[Excerpts from a dataset]
——————————
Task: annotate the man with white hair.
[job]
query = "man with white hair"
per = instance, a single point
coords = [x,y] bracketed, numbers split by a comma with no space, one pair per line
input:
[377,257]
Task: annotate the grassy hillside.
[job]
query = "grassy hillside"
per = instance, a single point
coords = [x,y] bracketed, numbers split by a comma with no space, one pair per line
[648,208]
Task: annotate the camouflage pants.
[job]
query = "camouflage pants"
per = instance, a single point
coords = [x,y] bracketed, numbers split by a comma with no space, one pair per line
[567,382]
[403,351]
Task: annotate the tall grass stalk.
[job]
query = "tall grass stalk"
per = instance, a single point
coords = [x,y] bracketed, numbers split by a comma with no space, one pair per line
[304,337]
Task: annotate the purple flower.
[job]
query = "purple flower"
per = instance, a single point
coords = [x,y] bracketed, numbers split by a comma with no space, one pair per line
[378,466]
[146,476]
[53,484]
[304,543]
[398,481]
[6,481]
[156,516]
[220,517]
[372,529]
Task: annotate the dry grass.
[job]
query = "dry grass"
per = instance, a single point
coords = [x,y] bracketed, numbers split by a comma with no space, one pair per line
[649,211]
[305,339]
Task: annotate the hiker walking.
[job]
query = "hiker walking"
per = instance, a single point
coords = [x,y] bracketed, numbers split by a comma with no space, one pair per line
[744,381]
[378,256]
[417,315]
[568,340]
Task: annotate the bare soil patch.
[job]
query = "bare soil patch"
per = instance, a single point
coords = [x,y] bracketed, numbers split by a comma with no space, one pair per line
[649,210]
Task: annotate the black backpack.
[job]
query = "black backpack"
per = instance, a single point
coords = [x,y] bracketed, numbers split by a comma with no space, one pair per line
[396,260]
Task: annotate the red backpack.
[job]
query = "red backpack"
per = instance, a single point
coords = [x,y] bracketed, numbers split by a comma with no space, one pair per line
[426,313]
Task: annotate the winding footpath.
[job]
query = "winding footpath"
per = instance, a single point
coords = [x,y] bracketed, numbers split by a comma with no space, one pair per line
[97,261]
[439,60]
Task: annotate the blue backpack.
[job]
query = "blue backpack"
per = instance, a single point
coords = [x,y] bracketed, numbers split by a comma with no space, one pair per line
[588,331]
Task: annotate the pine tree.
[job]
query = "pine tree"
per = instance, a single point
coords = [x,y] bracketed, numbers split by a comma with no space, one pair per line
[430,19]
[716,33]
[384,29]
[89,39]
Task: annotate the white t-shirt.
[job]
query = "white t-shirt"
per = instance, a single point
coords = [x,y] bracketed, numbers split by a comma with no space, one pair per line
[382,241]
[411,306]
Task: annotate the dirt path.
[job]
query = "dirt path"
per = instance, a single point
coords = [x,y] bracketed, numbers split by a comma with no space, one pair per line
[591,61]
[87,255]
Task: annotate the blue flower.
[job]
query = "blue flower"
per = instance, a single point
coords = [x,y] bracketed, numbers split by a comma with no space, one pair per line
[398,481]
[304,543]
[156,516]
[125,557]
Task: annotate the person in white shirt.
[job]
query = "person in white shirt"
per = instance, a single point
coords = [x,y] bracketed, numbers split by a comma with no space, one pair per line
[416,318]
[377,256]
——————————
Work order: From the first line to the last, return the data above exactly.

Completed exercise:
Task: annotate the man with white hair.
[job]
query = "man with white hair"
per = instance, a single point
coords = [x,y] bracketed, numbers split by a comma with no space, one pair per line
input:
[377,257]
Task: annotate the grassy hillside.
[job]
query = "grassy hillside"
per = instance, a single point
coords = [x,y] bracketed, numbers split by a comma with no space, one pair per line
[648,208]
Task: annotate the camouflage pants.
[job]
query = "camouflage pants"
per = instance, a single point
coords = [x,y] bracketed, numbers split by a comma with no space, one pair per line
[567,382]
[403,351]
Task: annotate the tall grass stalk.
[job]
query = "tall grass stalk"
per = instance, a single point
coords = [x,y] bracketed, numbers split by a comma with no space, one pair per line
[304,337]
Task: annotate the purple flower.
[job]
query = "purple flower"
per = instance, a single point
coords = [x,y] bracketed, numbers split by a comma with no space, one pair per line
[378,466]
[146,476]
[53,484]
[304,543]
[398,481]
[6,481]
[156,516]
[220,517]
[372,529]
Task: annotate the dry grass.
[job]
query = "dry grass"
per = instance, a single point
coords = [x,y] bracketed, numbers split by a comma with no space, one pair per line
[649,211]
[305,339]
Task: annotate the hiker walking.
[job]
query = "hiker walking"
per = instance, a single point
coords = [x,y] bracketed, numbers split by a comma with no space, one pair per line
[744,381]
[378,256]
[417,315]
[568,340]
Task: annotate the bare soil patch.
[job]
query = "bare soil patch"
per = instance, a single point
coords = [x,y] bracketed, numbers split by a comma with no space, one pair per line
[649,210]
Task: annotate the black backpack.
[job]
query = "black backpack"
per = instance, a single point
coords = [x,y] bracketed, numbers split by a comma with no space, one pair per line
[396,260]
Task: annotate the red backpack.
[job]
query = "red backpack"
per = instance, a single point
coords = [x,y] bracketed, numbers split by a comma with no space, one pair per line
[426,313]
Task: annotate the winding footpath.
[job]
query = "winding footpath"
per = instance, a single point
coords = [x,y] bracketed, numbers split by a comma with no space, one pair per line
[97,261]
[439,60]
Task: annotate the blue backpack.
[job]
query = "blue backpack"
per = instance, a single point
coords = [x,y] bracketed, numbers split by a comma with no space, one pair per line
[588,331]
Task: annotate the pine tree.
[job]
query = "pine tree"
per = instance, a single point
coords = [x,y] bracketed, numbers split by a comma with no space, one pair per line
[430,19]
[716,33]
[384,29]
[89,39]
Task: annotate the white t-shirt.
[job]
query = "white t-shirt"
per = instance, a single point
coords = [x,y] bracketed, numbers split by a comma with no space, one pair per line
[382,241]
[411,306]
Task: annotate the dirt path.
[job]
query = "dirt path"
per = instance, a single point
coords = [x,y] bracketed, numbers split by a comma with no space, one pair per line
[591,61]
[87,255]
Task: annotate the blue flower.
[job]
query = "blue flower"
per = instance, a single point
coords = [x,y] bracketed, numbers split by a comma with no space, one pair per line
[398,481]
[304,543]
[156,516]
[125,557]
Task: annotate the person in white shirt.
[job]
query = "person in white shirt"
per = instance, a single point
coords = [x,y] bracketed, numbers split by a comma with no space, one pair per line
[416,318]
[377,256]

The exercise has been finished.